━━ Dataset excerpts ━━

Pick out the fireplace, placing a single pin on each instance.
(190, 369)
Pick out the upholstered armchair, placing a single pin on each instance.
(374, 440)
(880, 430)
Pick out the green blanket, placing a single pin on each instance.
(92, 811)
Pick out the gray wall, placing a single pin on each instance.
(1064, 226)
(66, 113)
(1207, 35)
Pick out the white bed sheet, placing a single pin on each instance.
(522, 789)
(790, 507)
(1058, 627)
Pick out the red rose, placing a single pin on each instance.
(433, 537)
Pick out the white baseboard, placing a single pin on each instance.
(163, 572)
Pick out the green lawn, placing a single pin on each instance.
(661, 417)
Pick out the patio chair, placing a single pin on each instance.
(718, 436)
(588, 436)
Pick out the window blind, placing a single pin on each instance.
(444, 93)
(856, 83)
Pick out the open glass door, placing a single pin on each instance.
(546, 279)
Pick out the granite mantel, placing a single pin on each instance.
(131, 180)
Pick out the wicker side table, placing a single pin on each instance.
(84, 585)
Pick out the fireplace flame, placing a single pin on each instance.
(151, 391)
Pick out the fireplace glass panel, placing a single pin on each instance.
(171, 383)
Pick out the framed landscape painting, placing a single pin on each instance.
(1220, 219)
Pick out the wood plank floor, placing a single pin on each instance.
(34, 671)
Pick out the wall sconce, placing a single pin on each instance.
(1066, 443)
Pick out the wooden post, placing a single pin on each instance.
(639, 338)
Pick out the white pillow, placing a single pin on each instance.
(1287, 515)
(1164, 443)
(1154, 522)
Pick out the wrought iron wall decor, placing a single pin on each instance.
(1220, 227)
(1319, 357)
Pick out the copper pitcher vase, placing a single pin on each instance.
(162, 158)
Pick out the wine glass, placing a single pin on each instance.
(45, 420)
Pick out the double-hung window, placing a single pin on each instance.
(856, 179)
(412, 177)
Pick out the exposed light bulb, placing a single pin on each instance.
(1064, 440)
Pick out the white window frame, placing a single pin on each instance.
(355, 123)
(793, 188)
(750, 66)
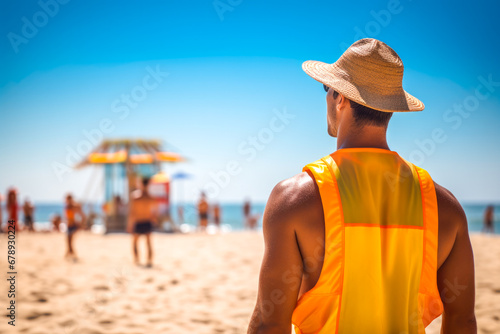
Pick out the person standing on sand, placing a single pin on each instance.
(363, 241)
(203, 212)
(72, 211)
(216, 214)
(488, 219)
(1, 214)
(143, 215)
(28, 210)
(247, 210)
(12, 208)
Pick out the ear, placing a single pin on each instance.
(342, 103)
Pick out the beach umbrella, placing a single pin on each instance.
(181, 176)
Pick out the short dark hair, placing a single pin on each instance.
(367, 116)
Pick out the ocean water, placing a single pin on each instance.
(232, 214)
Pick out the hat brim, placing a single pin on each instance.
(334, 77)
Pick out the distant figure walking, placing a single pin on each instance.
(28, 210)
(12, 207)
(143, 215)
(72, 211)
(203, 212)
(247, 210)
(216, 213)
(180, 215)
(1, 214)
(488, 219)
(56, 221)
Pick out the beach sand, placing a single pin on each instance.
(199, 283)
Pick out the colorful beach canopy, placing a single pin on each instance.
(130, 151)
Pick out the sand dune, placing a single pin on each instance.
(199, 283)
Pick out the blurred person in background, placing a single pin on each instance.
(247, 209)
(216, 211)
(28, 210)
(203, 208)
(74, 219)
(12, 207)
(142, 216)
(488, 219)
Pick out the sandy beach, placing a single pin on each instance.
(199, 283)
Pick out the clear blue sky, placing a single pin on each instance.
(230, 69)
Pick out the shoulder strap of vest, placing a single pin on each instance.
(324, 171)
(428, 280)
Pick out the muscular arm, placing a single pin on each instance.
(282, 267)
(456, 273)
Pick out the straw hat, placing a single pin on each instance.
(369, 73)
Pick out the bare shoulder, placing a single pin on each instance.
(452, 225)
(292, 199)
(449, 209)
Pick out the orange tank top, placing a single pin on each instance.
(380, 266)
(70, 215)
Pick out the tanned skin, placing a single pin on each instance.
(294, 235)
(143, 207)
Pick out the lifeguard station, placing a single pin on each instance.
(126, 162)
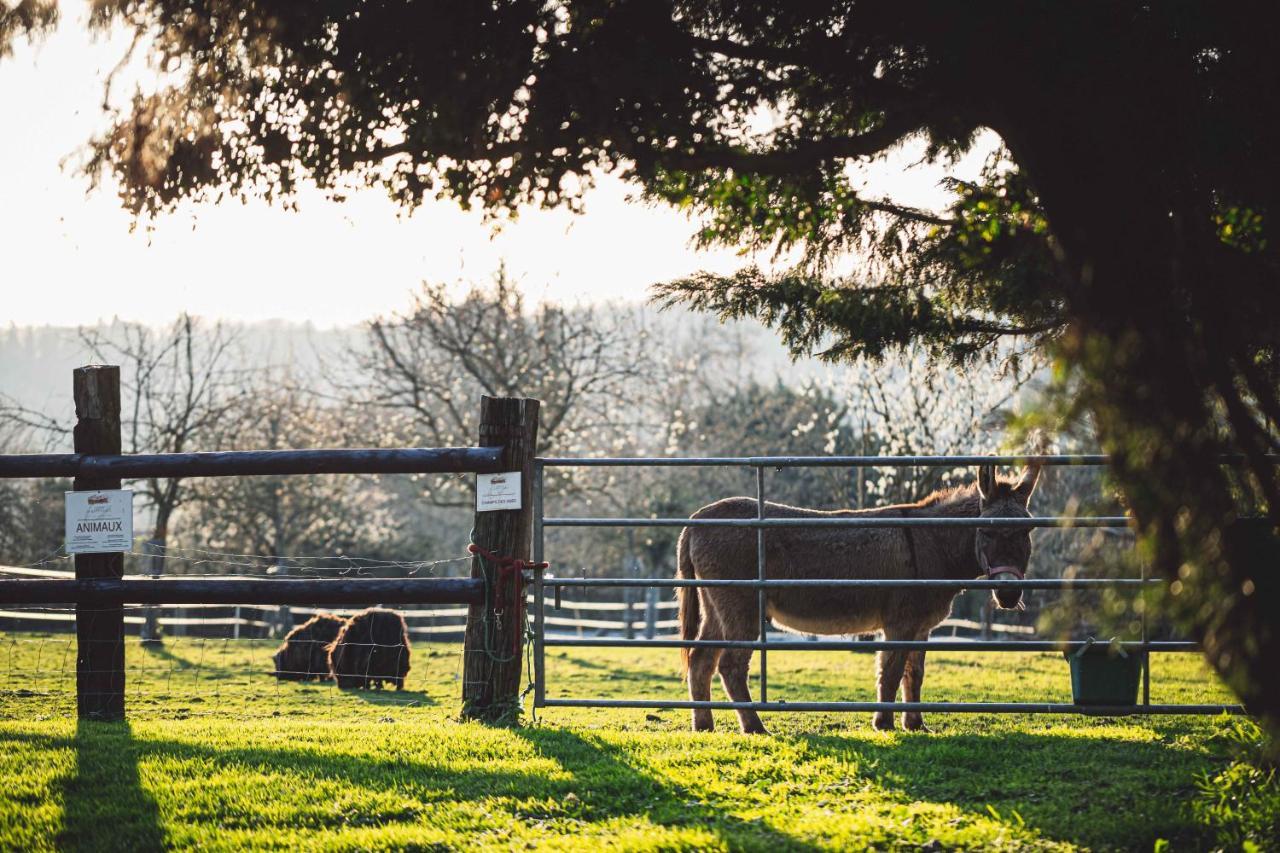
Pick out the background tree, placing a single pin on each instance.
(1130, 226)
(275, 519)
(423, 370)
(31, 511)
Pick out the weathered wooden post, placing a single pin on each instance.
(99, 628)
(501, 542)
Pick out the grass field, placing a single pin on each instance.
(218, 755)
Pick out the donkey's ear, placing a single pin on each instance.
(986, 482)
(1027, 486)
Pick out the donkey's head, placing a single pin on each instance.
(1002, 552)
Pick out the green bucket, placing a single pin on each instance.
(1104, 674)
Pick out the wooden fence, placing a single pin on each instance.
(99, 589)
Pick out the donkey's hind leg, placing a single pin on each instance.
(702, 667)
(890, 665)
(913, 680)
(734, 667)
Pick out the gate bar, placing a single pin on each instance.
(849, 461)
(539, 596)
(936, 707)
(359, 460)
(874, 646)
(237, 591)
(1116, 521)
(877, 583)
(762, 593)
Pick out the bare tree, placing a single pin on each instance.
(424, 369)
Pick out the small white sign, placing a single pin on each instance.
(497, 492)
(100, 521)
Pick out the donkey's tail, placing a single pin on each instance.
(690, 615)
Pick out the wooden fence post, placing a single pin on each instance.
(493, 644)
(99, 629)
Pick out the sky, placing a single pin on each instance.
(68, 256)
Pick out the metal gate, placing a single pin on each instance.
(763, 584)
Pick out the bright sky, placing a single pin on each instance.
(69, 258)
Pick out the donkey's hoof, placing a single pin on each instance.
(914, 723)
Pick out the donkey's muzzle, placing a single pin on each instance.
(1011, 597)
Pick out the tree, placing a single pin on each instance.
(424, 369)
(31, 511)
(274, 518)
(1130, 227)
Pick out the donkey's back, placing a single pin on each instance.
(812, 553)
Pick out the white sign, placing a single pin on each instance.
(497, 492)
(100, 521)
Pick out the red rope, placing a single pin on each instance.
(510, 568)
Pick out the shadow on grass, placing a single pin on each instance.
(105, 806)
(611, 785)
(391, 698)
(1088, 790)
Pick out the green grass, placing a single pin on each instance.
(218, 755)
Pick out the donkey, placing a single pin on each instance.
(732, 612)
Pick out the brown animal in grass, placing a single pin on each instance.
(371, 649)
(732, 612)
(305, 652)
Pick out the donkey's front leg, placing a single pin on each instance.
(888, 675)
(913, 679)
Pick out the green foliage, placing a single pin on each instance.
(218, 756)
(1242, 802)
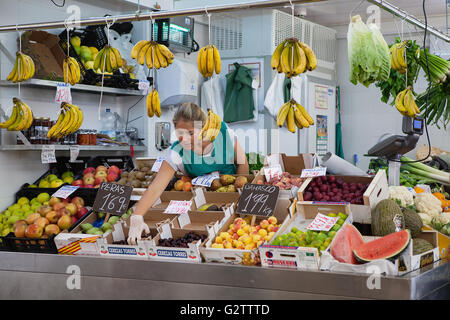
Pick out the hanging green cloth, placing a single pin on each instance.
(339, 147)
(239, 104)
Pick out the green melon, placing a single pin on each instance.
(387, 217)
(413, 222)
(421, 246)
(387, 247)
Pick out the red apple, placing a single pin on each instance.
(78, 183)
(72, 208)
(78, 201)
(82, 212)
(88, 170)
(112, 177)
(101, 168)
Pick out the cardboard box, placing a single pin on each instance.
(299, 257)
(378, 190)
(237, 256)
(44, 49)
(190, 254)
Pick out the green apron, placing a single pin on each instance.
(221, 158)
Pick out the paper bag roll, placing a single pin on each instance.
(337, 165)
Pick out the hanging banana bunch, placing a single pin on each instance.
(406, 104)
(69, 121)
(293, 57)
(108, 59)
(208, 61)
(295, 115)
(153, 104)
(398, 61)
(23, 68)
(21, 117)
(153, 54)
(71, 70)
(211, 129)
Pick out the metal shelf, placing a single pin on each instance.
(39, 83)
(58, 147)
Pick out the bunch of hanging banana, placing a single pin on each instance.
(108, 59)
(153, 54)
(293, 57)
(398, 61)
(208, 61)
(69, 121)
(153, 104)
(294, 114)
(21, 117)
(23, 68)
(71, 70)
(211, 129)
(406, 104)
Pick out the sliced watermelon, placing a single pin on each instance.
(383, 248)
(345, 241)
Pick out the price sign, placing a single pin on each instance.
(316, 172)
(65, 191)
(63, 93)
(178, 207)
(48, 154)
(157, 165)
(206, 180)
(322, 223)
(272, 172)
(112, 198)
(257, 199)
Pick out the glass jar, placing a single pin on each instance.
(83, 137)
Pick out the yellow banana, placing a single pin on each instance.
(290, 122)
(300, 118)
(311, 57)
(282, 113)
(304, 113)
(137, 48)
(217, 61)
(275, 61)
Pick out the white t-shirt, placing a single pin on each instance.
(174, 159)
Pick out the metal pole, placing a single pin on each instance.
(155, 15)
(409, 18)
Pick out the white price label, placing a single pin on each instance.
(48, 154)
(157, 165)
(74, 152)
(316, 172)
(322, 223)
(143, 86)
(206, 180)
(273, 172)
(63, 93)
(65, 191)
(178, 207)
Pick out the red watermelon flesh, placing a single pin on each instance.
(345, 241)
(383, 248)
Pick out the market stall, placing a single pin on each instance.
(208, 218)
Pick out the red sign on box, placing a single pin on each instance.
(322, 223)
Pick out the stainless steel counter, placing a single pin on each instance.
(45, 276)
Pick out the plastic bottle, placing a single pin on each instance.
(109, 124)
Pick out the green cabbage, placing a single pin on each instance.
(368, 53)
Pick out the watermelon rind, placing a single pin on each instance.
(359, 254)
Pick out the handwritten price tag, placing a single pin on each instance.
(316, 172)
(178, 207)
(63, 93)
(65, 191)
(273, 172)
(322, 223)
(206, 180)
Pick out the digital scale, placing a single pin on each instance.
(393, 147)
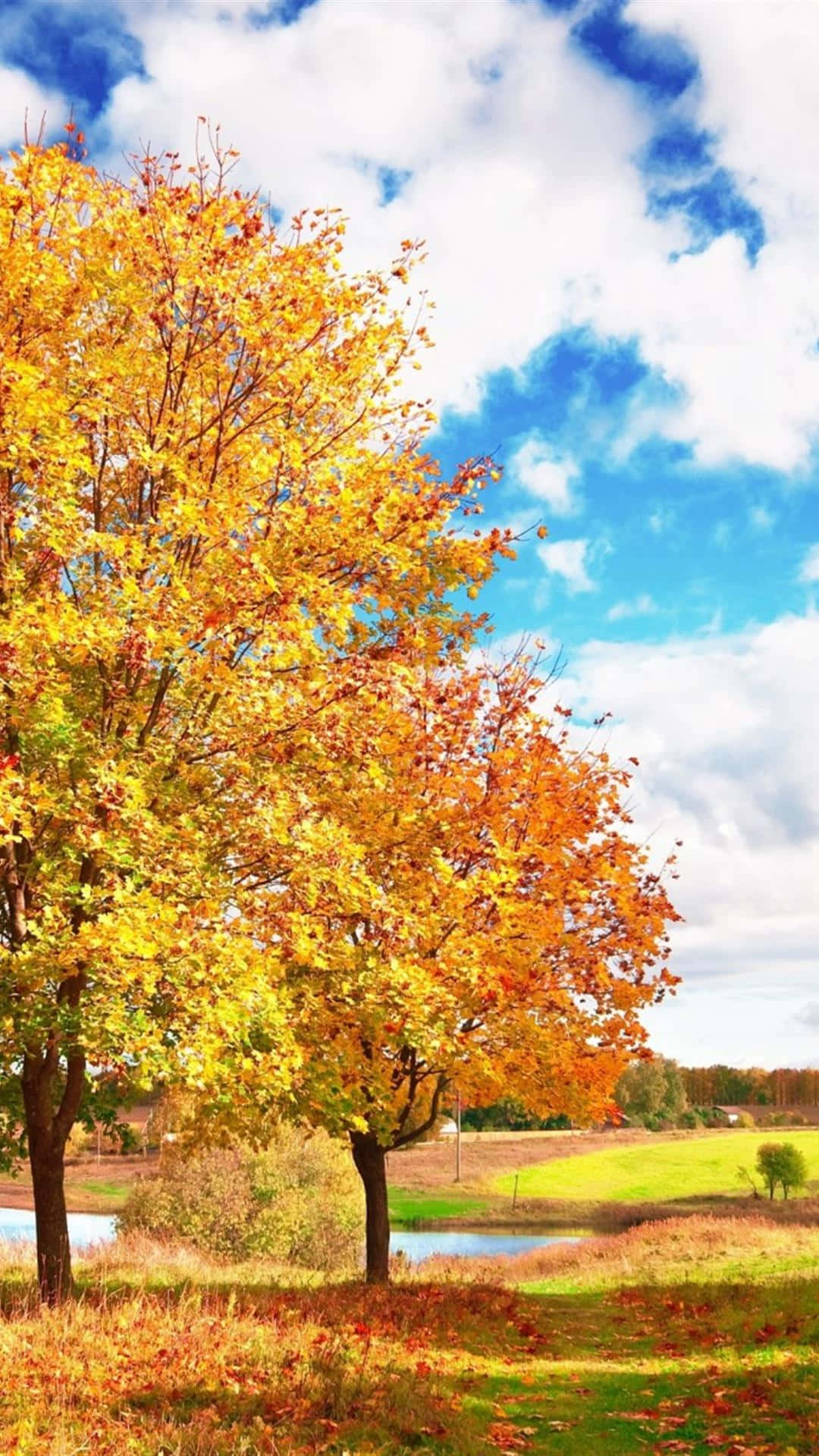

━━━

### Given exercise
Format the entries, from the first line through the line containing "(1154, 522)", as a Markdown table with the columns Row and Line, skipping any blank lines.

### Result for this task
| Row | Line |
|---|---|
| 1 | Pick out the fireplace, placing a single pin on each instance. |
| 2 | (190, 369) |
| 3 | Pick out the upholstered armchair, placing a single pin on each instance. |
| 4 | (374, 440) |
| 5 | (880, 430) |
| 6 | Pick out the green blanket, placing a single pin on each instance. |
| 7 | (92, 811) |
| 8 | Pick out the gray wall, placing a single pin on each instance. |
| 9 | (1064, 226) |
| 10 | (66, 113) |
| 11 | (1207, 35) |
| 12 | Pick out the white bed sheet, placing a single pin on each instance. |
| 13 | (522, 789) |
| 14 | (790, 507) |
| 15 | (1058, 627) |
| 16 | Pick out the red rose, placing a single pin on each instance. |
| 17 | (433, 537) |
| 18 | Pick out the white baseboard, placing a single pin on each instance. |
| 19 | (163, 572) |
| 20 | Pick out the green lawn, placing a single pin on each instance. |
| 21 | (661, 417) |
| 22 | Pick out the patio chair, placing a single pin on each instance. |
| 23 | (718, 436) |
| 24 | (588, 436) |
| 25 | Pick out the window blind, placing a single pin on each instance. |
| 26 | (444, 93) |
| 27 | (856, 83) |
| 28 | Pick out the open glass door, placing a single pin on each instance. |
| 29 | (546, 279) |
| 30 | Pick out the granite mantel, placing a single pin on each instance. |
| 31 | (131, 180) |
| 32 | Pick out the wicker side table, placing a single pin on each instance. |
| 33 | (84, 585) |
| 34 | Pick out the fireplace flame, placing a single pin on each instance. |
| 35 | (151, 391) |
| 36 | Pick out the fireplace glass panel, placing a single pin on each instance. |
| 37 | (171, 383) |
| 38 | Pick out the framed landscape painting, placing a single pin on each instance. |
| 39 | (1220, 219) |
| 40 | Pick out the wood plank floor, placing a single pin on each instance. |
| 41 | (34, 671) |
| 42 | Pick out the wall sconce, placing a single pin on each instance. |
| 43 | (1066, 443) |
| 44 | Pick out the wooden post, placing a single pin on each instance. |
| 45 | (639, 338) |
| 46 | Pick out the white pillow, placing a single pin on each instance. |
| 47 | (1287, 515) |
| 48 | (1164, 443) |
| 49 | (1154, 522) |